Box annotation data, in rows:
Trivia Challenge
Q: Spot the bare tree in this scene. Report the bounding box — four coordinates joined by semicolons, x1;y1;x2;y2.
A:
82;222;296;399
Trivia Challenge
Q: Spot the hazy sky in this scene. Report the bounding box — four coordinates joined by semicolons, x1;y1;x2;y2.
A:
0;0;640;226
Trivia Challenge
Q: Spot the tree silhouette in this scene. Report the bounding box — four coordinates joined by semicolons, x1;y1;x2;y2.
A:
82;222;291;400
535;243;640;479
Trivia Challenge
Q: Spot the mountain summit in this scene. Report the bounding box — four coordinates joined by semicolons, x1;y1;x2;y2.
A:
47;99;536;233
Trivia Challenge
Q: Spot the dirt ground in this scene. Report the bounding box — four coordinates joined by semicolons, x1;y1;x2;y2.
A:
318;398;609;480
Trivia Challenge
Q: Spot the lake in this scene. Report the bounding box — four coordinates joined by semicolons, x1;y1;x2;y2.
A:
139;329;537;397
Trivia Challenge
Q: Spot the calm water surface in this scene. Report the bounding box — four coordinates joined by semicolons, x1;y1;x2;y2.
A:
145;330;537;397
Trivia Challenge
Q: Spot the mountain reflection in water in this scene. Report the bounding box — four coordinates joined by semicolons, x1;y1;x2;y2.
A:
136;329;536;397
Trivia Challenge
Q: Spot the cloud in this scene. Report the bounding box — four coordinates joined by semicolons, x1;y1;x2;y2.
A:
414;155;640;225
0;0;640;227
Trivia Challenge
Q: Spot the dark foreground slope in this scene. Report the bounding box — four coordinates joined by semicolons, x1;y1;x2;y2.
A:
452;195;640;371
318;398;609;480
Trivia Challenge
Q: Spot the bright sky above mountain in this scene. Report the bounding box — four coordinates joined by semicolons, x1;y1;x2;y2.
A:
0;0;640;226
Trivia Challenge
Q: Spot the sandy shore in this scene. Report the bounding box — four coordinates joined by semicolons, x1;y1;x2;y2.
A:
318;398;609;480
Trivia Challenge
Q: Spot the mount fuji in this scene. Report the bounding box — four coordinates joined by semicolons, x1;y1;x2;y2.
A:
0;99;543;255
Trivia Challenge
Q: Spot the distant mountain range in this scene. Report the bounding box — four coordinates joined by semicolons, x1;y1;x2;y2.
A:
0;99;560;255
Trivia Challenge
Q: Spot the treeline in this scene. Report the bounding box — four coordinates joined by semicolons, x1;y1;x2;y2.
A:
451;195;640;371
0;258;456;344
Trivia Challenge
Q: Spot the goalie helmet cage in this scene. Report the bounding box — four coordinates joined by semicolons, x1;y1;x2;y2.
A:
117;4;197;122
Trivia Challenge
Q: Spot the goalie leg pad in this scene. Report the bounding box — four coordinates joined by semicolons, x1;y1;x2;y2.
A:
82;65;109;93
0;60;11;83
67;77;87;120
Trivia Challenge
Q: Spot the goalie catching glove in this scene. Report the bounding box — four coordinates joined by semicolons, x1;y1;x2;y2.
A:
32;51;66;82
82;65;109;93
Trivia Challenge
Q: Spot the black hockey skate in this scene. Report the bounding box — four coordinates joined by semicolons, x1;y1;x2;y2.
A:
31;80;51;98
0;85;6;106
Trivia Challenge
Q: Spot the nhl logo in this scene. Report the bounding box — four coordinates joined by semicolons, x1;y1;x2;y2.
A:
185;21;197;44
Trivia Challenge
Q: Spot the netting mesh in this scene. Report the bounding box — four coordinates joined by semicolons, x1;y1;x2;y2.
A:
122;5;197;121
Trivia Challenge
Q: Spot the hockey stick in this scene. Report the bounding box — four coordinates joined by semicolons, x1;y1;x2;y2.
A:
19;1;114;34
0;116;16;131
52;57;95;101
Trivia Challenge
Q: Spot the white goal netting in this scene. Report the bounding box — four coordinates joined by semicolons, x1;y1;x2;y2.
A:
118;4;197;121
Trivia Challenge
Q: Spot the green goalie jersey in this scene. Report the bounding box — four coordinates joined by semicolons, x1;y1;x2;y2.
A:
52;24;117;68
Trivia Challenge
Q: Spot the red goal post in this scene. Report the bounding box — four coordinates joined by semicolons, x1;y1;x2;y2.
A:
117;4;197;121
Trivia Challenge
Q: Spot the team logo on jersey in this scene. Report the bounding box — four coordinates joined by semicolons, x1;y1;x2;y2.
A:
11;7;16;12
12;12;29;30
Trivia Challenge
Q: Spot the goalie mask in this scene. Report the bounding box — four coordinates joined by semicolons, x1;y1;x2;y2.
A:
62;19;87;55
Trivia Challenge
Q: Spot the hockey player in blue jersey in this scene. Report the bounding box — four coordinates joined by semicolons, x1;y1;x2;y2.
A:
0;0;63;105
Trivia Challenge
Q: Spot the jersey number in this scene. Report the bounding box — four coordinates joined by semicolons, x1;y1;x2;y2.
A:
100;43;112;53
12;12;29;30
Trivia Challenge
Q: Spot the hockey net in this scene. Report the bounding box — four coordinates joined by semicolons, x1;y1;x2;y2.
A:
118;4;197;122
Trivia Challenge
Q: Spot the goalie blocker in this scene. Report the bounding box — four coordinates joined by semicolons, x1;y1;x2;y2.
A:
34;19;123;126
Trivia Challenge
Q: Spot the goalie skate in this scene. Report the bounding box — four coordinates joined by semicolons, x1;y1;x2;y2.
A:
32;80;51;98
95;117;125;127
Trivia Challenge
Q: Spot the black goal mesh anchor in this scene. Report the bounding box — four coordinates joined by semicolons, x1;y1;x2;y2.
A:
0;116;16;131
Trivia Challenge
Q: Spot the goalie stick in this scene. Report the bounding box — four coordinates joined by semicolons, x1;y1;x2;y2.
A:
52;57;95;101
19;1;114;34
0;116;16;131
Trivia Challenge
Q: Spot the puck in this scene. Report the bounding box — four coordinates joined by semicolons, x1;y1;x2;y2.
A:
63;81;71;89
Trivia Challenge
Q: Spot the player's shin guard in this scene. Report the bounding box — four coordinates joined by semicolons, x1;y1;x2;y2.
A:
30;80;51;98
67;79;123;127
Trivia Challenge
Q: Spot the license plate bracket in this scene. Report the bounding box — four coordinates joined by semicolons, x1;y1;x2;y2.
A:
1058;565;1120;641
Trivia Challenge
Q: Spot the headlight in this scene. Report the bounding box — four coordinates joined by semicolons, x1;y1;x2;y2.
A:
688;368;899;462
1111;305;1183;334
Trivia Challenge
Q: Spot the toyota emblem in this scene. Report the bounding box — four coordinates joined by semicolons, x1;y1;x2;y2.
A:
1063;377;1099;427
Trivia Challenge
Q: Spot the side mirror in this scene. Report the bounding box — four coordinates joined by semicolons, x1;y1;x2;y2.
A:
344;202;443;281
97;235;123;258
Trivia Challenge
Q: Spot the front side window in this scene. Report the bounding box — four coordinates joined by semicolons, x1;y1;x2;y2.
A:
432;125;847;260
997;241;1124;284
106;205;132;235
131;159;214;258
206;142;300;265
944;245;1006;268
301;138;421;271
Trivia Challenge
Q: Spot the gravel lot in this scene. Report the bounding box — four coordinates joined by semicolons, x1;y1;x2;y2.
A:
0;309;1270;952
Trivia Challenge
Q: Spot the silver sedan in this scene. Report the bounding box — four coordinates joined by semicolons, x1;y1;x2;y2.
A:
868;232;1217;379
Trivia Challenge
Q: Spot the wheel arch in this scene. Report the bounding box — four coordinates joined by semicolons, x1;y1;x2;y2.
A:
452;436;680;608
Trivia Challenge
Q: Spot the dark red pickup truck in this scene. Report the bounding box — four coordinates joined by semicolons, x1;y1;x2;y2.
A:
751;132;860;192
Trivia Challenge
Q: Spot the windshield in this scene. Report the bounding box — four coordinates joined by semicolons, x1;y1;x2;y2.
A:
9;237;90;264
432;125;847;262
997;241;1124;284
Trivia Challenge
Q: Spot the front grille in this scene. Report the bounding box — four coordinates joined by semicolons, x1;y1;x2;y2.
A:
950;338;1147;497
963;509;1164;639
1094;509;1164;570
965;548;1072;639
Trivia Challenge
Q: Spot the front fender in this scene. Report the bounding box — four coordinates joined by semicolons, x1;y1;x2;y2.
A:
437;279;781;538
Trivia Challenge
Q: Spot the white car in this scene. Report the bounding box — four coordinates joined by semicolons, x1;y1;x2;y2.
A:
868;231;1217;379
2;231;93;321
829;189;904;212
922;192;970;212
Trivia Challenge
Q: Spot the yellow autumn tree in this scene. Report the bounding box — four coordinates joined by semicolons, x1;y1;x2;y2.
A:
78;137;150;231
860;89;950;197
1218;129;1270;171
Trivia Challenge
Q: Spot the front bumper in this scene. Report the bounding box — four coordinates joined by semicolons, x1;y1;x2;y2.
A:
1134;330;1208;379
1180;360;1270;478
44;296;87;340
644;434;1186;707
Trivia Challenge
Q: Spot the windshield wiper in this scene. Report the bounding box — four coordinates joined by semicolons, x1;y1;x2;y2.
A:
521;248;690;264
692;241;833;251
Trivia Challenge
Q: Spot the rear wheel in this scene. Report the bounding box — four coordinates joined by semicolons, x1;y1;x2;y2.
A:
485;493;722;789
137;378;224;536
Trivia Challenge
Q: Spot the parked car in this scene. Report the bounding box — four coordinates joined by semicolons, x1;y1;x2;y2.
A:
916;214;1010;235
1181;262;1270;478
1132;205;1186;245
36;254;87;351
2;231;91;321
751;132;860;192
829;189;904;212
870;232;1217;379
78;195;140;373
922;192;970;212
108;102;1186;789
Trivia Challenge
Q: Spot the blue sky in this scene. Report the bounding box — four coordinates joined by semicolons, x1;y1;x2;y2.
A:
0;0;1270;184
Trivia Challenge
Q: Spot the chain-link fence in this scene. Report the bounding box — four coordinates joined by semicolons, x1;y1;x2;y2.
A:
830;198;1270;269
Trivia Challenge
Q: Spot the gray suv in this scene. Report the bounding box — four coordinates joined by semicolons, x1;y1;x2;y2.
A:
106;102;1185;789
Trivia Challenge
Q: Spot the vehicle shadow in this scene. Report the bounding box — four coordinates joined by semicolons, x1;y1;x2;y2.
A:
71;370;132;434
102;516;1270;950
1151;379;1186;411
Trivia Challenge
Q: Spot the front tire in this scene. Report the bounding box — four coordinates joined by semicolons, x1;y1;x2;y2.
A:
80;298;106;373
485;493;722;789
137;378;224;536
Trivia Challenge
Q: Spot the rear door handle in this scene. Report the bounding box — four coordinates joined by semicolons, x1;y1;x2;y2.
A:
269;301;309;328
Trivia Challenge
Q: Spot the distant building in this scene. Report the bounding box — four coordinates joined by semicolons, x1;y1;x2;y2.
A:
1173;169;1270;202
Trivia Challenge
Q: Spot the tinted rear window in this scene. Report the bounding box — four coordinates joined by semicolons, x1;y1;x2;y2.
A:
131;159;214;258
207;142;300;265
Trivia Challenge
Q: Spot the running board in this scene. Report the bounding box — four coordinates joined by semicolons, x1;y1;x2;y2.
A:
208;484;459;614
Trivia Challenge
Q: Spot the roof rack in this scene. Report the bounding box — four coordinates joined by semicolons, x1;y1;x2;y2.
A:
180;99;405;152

» **Goal**: Output, unchanged, the stretch of items from the very start through the line containing "535;243;640;479", including both ends.

» **Response for this exercise**:
Trivia Challenge
Q: Spot the bare tree in this scene. Report the bounding box — four coordinates joined by semicolons, x1;y1;x2;y2.
A:
82;222;296;399
Trivia Challenge
Q: Spot the hazy sky in this scene. Report the bounding box — four coordinates joined by semicolons, x1;y1;x2;y2.
A:
0;0;640;226
Trivia Challenge
Q: Spot the tree silhouette in this scene. Report the bounding box — four coordinates joined by semicolons, x1;y1;x2;y2.
A:
82;222;291;400
535;243;640;479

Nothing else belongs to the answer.